Instructions to follow: Your answer must be an exact transcription of the data, with every picture omitted.
◆ ◆ ◆
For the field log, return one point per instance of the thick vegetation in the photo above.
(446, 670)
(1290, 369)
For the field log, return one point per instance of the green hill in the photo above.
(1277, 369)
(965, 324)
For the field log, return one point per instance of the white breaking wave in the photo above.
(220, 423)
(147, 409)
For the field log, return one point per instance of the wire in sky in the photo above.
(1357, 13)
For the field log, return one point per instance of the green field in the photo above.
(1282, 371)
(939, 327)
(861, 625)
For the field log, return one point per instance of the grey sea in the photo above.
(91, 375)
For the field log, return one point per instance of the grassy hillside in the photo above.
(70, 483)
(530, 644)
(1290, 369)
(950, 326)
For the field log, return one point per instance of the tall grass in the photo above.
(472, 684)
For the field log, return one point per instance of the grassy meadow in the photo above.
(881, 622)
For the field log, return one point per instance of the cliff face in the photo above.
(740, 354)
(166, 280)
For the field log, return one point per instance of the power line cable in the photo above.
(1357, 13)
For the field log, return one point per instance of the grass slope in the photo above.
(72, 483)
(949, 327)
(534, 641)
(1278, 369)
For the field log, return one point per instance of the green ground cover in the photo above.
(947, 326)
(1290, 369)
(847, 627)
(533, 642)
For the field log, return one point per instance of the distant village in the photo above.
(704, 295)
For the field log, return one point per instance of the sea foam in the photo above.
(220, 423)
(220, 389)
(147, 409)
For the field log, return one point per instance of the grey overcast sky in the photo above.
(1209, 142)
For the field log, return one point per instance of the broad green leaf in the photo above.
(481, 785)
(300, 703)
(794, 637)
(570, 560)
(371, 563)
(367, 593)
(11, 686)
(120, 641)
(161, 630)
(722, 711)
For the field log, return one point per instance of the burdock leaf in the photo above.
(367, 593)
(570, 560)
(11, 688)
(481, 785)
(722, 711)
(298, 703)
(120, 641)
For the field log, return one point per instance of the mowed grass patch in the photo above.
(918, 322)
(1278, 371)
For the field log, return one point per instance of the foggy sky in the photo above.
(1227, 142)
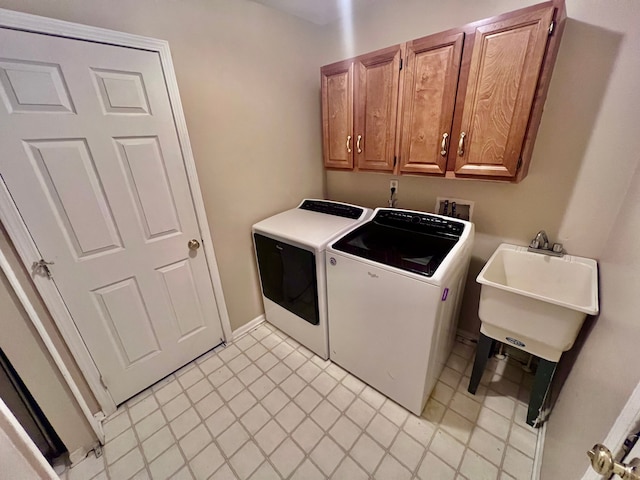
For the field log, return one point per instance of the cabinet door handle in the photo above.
(443, 145)
(461, 144)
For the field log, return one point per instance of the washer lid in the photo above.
(307, 226)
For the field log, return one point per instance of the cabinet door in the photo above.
(431, 72)
(376, 93)
(503, 76)
(337, 115)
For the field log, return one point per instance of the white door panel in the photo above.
(92, 159)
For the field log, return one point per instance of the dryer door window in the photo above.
(288, 277)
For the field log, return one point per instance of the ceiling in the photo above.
(320, 12)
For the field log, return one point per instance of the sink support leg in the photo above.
(541, 385)
(483, 352)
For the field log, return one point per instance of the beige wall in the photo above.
(586, 158)
(23, 346)
(248, 77)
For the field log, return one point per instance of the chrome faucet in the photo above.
(540, 244)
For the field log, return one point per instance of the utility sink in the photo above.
(536, 302)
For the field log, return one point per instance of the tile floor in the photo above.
(267, 408)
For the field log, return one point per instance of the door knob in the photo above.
(603, 463)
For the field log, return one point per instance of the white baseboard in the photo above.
(247, 327)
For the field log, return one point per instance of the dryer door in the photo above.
(288, 277)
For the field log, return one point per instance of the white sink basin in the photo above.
(536, 302)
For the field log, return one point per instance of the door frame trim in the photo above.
(19, 234)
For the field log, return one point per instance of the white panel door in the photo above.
(91, 157)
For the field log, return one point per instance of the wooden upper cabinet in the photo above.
(337, 115)
(431, 69)
(467, 102)
(376, 108)
(506, 61)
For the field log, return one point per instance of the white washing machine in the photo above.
(290, 250)
(395, 285)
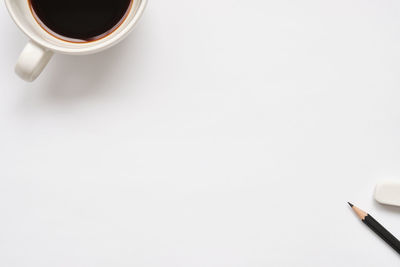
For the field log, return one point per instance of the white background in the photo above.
(220, 133)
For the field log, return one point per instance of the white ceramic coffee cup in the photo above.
(43, 45)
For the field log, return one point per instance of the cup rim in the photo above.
◆ ◆ ◆
Answer to this problem:
For the field log, return one point per instance of the thick vegetation in the photo above.
(446, 670)
(1290, 369)
For the field log, return one point per instance of the green hill in the photo above.
(1277, 369)
(965, 324)
For the field log, return one point per instance of the white breaking wave in the photo above.
(220, 423)
(147, 409)
For the field log, return one point per instance of the wire in sky in the photo above.
(1357, 13)
For the field log, return one point per instance of the green field in the photo above.
(1282, 371)
(939, 327)
(861, 625)
For the field log, return one point per instance of the grey sea in the photo above.
(91, 375)
For the field log, return one point per instance of the grassy hillside in the photo above.
(70, 483)
(530, 644)
(1290, 369)
(950, 326)
For the field log, return one point per instance of the tall grass in the photo above.
(472, 684)
For the field log, return one point per instance of the grassy meadow in the photo above.
(881, 622)
For the field log, return one point per instance of the cliff face in the photo above.
(740, 354)
(166, 280)
For the field log, return one point per instance of the power line cable in the photo above.
(1357, 13)
For the field log, return one point per instance of the grass slope in the photo above.
(72, 483)
(949, 327)
(534, 641)
(1278, 369)
For the field log, return one point per instance of the green ground cover in the photo above.
(947, 326)
(1290, 369)
(847, 627)
(533, 642)
For the field log, return one point per instance of the distant village in the photo above.
(704, 295)
For the field log, return one point per instance of the sea foam in the photo above.
(220, 423)
(220, 389)
(147, 409)
For the field log, return one point per instance of the grey overcast sky in the photo above.
(1209, 142)
For the field log, return one point per instance of the broad green leaf in the photo above.
(481, 785)
(300, 703)
(794, 637)
(570, 560)
(371, 563)
(367, 593)
(11, 686)
(120, 641)
(161, 630)
(722, 711)
For the field log, return one point per instance of the burdock leaf in the photo above.
(367, 593)
(570, 560)
(11, 688)
(481, 785)
(722, 711)
(298, 703)
(120, 641)
For the field log, return one point per instance of the mowed grass patch in the photo above.
(918, 322)
(1278, 371)
For the field log, return one point per instance of the foggy sky in the photo above.
(1227, 142)
For the field log, return one point per instance of the cabinet door handle in the photo above.
(443, 145)
(461, 144)
For the field log, return one point per instance of the washer lid in the photo above.
(307, 226)
For the field log, return one point per instance of the cabinet door in the photo above.
(431, 72)
(376, 93)
(503, 76)
(337, 115)
For the field log, return one point per instance of the white door panel in the photo above.
(92, 159)
For the field log, return one point per instance of the dryer door window in the photo above.
(288, 277)
For the field log, return one point per instance of the ceiling in the photo above.
(320, 12)
For the field log, return one point per instance of the sink support leg in the photo above.
(541, 385)
(483, 352)
For the field log, return one point per instance of the beige wall in the photo above.
(586, 158)
(23, 346)
(248, 77)
For the field log, return one point per instance of the chrome faucet in the photo above.
(540, 244)
For the field log, return one point per instance of the utility sink in the photo above.
(536, 302)
For the field log, return one point per instance of the tile floor in the photo above.
(267, 408)
For the field log, return one point per instance of the door knob in the photo above.
(603, 463)
For the field log, return one point per instance of the white baseboard in the photo above.
(247, 327)
For the field log, return one point per instance of the dryer door in the photo above.
(288, 277)
For the field log, return one point per instance of the white sink basin in the photo above.
(536, 302)
For the field log, return one point per instance of the door frame trim in the photo above.
(19, 234)
For the field log, return one point per instance of the white panel door in the photo above.
(91, 157)
For the field log, return one point per instance of the wooden upper cabinet in the photo above.
(337, 115)
(431, 69)
(467, 102)
(376, 108)
(506, 61)
For the field log, return one point per instance of the white washing machine in the photo above.
(290, 250)
(395, 285)
For the field log, return one point per instance of the white background in the photo above.
(220, 133)
For the field log, return one point per instance of the white ceramic coffee cup in the photo above.
(43, 45)
For the field log, return one point per instance of the cup rim in the photo above.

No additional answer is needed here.